*Task prompt*
Please write out the listing exactly, with nothing altered.

*The data*
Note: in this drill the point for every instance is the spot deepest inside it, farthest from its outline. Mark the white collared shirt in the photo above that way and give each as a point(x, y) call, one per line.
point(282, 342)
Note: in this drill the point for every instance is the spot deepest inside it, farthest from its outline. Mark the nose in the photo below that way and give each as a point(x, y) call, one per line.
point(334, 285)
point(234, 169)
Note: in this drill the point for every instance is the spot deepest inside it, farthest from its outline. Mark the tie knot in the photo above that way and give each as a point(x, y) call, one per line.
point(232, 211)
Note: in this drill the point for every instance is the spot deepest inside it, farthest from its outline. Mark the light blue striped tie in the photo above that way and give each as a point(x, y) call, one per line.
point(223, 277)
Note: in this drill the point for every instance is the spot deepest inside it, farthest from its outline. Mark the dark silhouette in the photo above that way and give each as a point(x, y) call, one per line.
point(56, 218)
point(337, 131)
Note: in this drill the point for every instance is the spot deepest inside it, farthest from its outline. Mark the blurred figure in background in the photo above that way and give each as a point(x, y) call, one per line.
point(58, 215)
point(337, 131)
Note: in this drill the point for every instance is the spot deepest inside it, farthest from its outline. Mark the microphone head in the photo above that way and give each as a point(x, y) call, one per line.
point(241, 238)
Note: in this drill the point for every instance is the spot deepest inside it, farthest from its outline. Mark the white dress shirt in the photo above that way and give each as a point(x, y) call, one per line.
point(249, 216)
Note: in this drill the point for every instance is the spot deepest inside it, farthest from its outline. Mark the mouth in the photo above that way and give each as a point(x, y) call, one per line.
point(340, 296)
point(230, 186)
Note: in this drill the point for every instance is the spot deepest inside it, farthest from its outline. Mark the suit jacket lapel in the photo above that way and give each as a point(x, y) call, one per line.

*Response area*
Note: in this drill the point for every instance is the spot deepest inside it, farthest from its outline. Mark the white collared shirt in the photo above that way and give each as a point(x, y) call, one per line.
point(282, 342)
Note: in this drill the point for every instance is the spot deepest inside it, farthest from its outline. Mark the nose in the photo below that way and give each as a point(x, y) call, one per line.
point(334, 285)
point(234, 169)
Note: in this drill the point for every instance is the spot deepest inside it, farthest from its outline. Mark the tie knot in the photo above that way and give each as a point(x, y) call, one per line.
point(232, 211)
Note: in this drill the point for every instance is the spot deepest inside it, farthest from its outline. Mark the light blue striped tie in the photo above that way and give each as a point(x, y) call, one per line.
point(223, 277)
Note: in this drill the point for every instance is the spot deepest inside it, farthest from its outline. Mark the dark silhouette in the photo above that way and give each as a point(x, y) call, one per line.
point(56, 218)
point(337, 131)
Note: in this drill the point for every instance is the spot deepest inside it, farthest from its outline. Mark the blurred figure in background in the photo above that way and give each as a point(x, y) call, one per line.
point(58, 215)
point(337, 131)
Note: in this drill the point for every instance is the spot deepest inside it, farthest from its outline. Mark the microphone head in the photo above that way and give each as a point(x, y) call, one per line.
point(241, 238)
Note: in this drill the point for every instance is the spot deepest inside it, farthest from its outline. Mark the white dress shirt in the photo above that way and give each as a point(x, y) call, one per line.
point(249, 216)
Note: in this drill the point for every instance is the spot deepest inside it, farthest from its outline. Mark the mouth in the photo above that way and give each as a point(x, y) call, one per line.
point(340, 296)
point(230, 186)
Note: in this drill the point for every instance is the spot deepest inside it, farthest from its outline. Mark the suit jacket lapel in the photo above that way and give each as a point(x, y) call, one per line.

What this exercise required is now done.